- Zu erledigende Aufgaben:
1. Prüfe, ob die Aussagen (a) bis (c) mit dem Textauszug über Flüchtlingskinder übereinstimmen. Antworte jeweils mit Ja oder Nein und zitiere die entscheidenden Worte des Textauszugs wörtlich.
(a) Die Jugend- und Familienministerkonferenz hat in der vorletzten Woche verbindliche gesetzliche Regelungen beschlossen.
(b) Die Schulpflicht soll für alle Flüchtlingskinder unabhängig von ihrer Bleibeperspektive gelten.
(c) Thomas Krüger ist Präsident des Deutschen Kinderhilfswerkes.
2. Schreibe den Textauszug über die Forderungen zum Schutz von Flüchtlingskindern im Anschluss an seinen letzten Satz weiter.

- Textauszug:

Das Deutsche Kinderhilfswerk fordert im Vorfeld der morgigen Ministerpräsidentenkonferenz und der Kultusministerkonferenz die Bundesregierung und die Bundesländer auf, Flüchtlingskinder in Deutschland durch gesetzliche Maßnahmen besser zu fördern und zu schützen. „Seit vielen Monaten wird umfassend über Integrations- und Schutzkonzepte für Flüchtlingskinder diskutiert. Deutliche Fortschritte sind aber an vielen Stellen nicht zu erkennen. Auch die Jugend- und Familienministerkonferenz hat in der vorletzten Woche nur eine Vielzahl unverbindlicher Absichtserklärungen verabschiedet. Das ist angesichts der vielfältigen Herausforderungen schlicht zu wenig. Wir brauchen keine weiteren Prüfaufträge, sondern endlich gesetzliche Bestimmungen zum Wohle der Flüchtlingskinder, die von den Verwaltungen dementsprechend umgesetzt werden. Dazu gehört auch ein Integrationsgesetz, das seinen Namen verdient und die Integration insbesondere von Flüchtlingskindern und ihren Familien sowie ihre Teilhabe und Partizipation an unserer Gesellschaft sicherstellt. Dazu gehört die Schulpflicht für alle Flüchtlingskinder von Anfang an, und zwar unabhängig von der Bleibeperspektive. Zudem brauchen geflüchtete Kinder und ihre Familien Zugang zu Kindertageseinrichtungen und damit zu frühkindlichen Bildungs- und Integrationsangeboten. Die vom Bund bereit gestellten Mittel für den Kita-Ausbau müssen vor diesem Hintergrund von den Bundesländern schleunigst abgerufen und der Ausbau vorangetrieben werden. Längst überfällig ist darüber hinaus eine bundesgesetzliche Verankerung von Maßnahmen für einen besseren Schutz von Flüchtlingskindern in Erstaufnahmeeinrichtungen und Gemeinschaftsunterkünften sowie ihrer Beteiligung bei der Erstellung von Schutzkonzepten und kindgerechten Beschwerdewegen. Und dazu gehört die unbedingte Beibehaltung der Standards in der Kinder- und Jugendhilfe bei der Unterbringung, Versorgung und Betreuung von unbegleiteten Flüchtlingskindern“, betont Thomas Krüger, Präsident des Deutschen Kinderhilfswerkes.

- Unbearbeitete Einträge:
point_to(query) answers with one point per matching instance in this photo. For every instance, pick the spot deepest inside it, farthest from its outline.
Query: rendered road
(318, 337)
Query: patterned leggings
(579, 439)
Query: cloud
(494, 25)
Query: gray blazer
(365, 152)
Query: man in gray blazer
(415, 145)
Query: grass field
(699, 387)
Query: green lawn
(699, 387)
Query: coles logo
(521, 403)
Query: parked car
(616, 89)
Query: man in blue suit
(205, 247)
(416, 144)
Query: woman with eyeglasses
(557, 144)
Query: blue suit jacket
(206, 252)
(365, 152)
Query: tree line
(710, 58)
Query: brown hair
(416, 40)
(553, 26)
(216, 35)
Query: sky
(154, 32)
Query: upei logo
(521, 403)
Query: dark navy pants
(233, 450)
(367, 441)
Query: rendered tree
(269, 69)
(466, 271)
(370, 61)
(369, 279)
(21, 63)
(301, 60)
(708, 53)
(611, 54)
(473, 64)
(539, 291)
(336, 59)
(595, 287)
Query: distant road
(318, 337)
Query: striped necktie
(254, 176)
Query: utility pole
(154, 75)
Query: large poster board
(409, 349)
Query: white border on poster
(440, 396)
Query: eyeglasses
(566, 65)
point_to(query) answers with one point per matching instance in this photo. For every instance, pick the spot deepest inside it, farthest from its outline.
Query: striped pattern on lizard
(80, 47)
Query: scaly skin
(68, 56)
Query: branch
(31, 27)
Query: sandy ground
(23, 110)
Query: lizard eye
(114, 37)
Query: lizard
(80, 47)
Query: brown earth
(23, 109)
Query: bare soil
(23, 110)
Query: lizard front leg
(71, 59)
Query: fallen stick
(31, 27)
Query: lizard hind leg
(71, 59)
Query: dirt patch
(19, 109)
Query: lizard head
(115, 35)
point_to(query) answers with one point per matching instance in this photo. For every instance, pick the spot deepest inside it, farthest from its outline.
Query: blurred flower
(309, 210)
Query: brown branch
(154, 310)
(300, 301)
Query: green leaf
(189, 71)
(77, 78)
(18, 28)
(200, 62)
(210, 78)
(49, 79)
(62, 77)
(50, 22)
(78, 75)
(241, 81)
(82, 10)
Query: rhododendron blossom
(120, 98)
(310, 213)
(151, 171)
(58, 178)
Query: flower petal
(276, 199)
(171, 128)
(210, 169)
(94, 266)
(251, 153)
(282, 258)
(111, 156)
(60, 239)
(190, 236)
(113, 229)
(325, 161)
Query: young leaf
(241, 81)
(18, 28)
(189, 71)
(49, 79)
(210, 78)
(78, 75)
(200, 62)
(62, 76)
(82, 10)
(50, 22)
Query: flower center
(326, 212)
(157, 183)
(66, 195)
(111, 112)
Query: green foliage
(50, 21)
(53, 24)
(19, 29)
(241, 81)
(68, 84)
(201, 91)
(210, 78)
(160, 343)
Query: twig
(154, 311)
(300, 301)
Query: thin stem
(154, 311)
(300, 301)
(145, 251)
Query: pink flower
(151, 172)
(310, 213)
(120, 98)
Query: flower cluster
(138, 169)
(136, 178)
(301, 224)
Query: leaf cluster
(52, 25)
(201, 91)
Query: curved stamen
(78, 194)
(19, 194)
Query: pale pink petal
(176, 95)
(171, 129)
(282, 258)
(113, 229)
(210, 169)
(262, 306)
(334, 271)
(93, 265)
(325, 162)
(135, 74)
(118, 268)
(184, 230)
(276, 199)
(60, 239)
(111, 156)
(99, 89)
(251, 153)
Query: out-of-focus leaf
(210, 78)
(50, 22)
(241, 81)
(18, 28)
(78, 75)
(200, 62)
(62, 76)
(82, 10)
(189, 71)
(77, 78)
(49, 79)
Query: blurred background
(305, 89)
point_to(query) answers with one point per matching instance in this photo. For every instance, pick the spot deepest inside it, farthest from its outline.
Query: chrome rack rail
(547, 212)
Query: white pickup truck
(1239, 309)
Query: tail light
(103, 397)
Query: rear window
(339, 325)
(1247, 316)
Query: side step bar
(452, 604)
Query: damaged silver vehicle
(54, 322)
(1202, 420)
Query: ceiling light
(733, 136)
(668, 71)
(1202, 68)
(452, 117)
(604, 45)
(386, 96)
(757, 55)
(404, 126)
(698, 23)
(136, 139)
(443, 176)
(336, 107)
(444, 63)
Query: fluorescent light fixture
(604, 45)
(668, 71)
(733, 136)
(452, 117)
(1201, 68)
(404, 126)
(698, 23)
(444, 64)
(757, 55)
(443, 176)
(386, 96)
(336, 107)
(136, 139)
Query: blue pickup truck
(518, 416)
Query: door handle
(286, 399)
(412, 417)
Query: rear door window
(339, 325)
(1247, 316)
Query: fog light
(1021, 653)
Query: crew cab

- Antworten je Aufgabe:
1.
(a) Nein: „nur eine Vielzahl unverbindlicher Absichtserklärungen verabschiedet“
(b) Ja: „die Schulpflicht für alle Flüchtlingskinder von Anfang an, und zwar unabhängig von der Bleibeperspektive“
(c) Ja: „Thomas Krüger, Präsident des Deutschen Kinderhilfswerkes“

2.
Aus Sicht des Deutschen Kinderhilfswerkes wird das geplante Integrationsgesetz seinem Namen an vielen Stellen nicht gerecht. Durch seine negative Grundtendenz, die geflüchtete Menschen in „gute Flüchtlinge“ mit Bleibeperspektive und „schlechte Flüchtlinge“ ohne Bleibeperspektive unterteilt, wird das Gesetz demgegenüber dazu beitragen, die bisher noch immer große Willkommens- und Aufnahmebereitschaft der einheimischen Bevölkerung negativ zu beeinflussen. Ein die Integration beförderndes Gesetz sollte die Bildungsintegration als Schlüsselfaktor für die gleichberechtige Teilhabe von Flüchtlingskindern anerkennen. Schulbildung ist nicht nur ein elementares Kinderrecht, auch stellt Bildung den wichtigsten Baustein für Entwicklungsgerechtigkeit von Kindern mit unterschiedlichen Startbedingungen dar.
In Erstaufnahmeeinrichtungen und Gemeinschaftsunterkünften müssen Maßnahmen für einen wirksamen Kinderschutz bundesgesetzlich abgesichert und die entsprechende EU-Aufnahmerichtlinie endlich umgesetzt werden. Aus Sicht des Deutschen Kinderhilfswerkes sollten betreute Schutzräume für Kinder und geschlechtergetrennte Sanitäranlagen, unter Beteiligung der Kinder entwickelte Maßnahmen zum Schutz gegen sexuelle Übergriffe und Grenzverletzungen, kindgerechte Beschwerdewege, Ansprechpersonen und Notfallpläne für Verdachtsfälle sowie die Pflicht zur Vorlage eines erweiterten Führungszeugnisses für das Personal in Aufnahmeeinrichtungen Standard werden. Dabei brauchen wir Schutzkonzepte, die sowohl das Personal in den Gemeinschaftsunterkünften als auch Bewohnerinnen und Bewohner in den Blick nehmen, und die darüber hinaus auch auf Betreuende sowie Patinnen und Paten abzielen, die beispielsweise im schulischen Bereich unterstützen oder Freizeitaktivitäten anbieten.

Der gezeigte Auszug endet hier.